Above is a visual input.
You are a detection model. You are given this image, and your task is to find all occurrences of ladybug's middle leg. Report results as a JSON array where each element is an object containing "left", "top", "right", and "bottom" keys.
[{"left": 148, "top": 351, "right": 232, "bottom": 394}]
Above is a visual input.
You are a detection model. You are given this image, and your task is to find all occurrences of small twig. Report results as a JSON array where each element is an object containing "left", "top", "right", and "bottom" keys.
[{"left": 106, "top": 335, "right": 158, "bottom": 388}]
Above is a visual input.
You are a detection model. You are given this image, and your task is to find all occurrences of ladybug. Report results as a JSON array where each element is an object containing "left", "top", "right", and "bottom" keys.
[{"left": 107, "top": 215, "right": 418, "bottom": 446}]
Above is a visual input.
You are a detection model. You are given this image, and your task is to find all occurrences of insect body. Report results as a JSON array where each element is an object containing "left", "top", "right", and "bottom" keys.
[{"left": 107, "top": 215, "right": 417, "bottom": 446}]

:::::

--- WHAT TO PRODUCE ---
Each line of the data is to be retyped exactly.

--- RESPONSE ---
Above is a visual input.
You are a detection model. You are given this image, and your task is to find all occurrences of ladybug's middle leg. Report results as a JSON array where each element is an object containing "left", "top", "right", and "bottom" keys.
[{"left": 148, "top": 351, "right": 232, "bottom": 394}]
Above is a visual input.
You are a detection model. You are given this image, and your task is to find all occurrences of small twig. Report results as a JSON array where each element is an object containing "left", "top", "right", and "bottom" keys.
[{"left": 106, "top": 335, "right": 158, "bottom": 388}]
Above is a visual input.
You are a detection model. You are given this image, and your task is to find all occurrences of ladybug. Report results as a JSON array where each element is an object containing "left", "top", "right", and "bottom" keys.
[{"left": 107, "top": 215, "right": 418, "bottom": 446}]
Above is a visual input.
You are a detection model. You are given this image, and your task is to find all occurrences of insect body. Report results as a JSON array where each element is an object containing "left", "top", "right", and "bottom" keys.
[{"left": 107, "top": 215, "right": 417, "bottom": 446}]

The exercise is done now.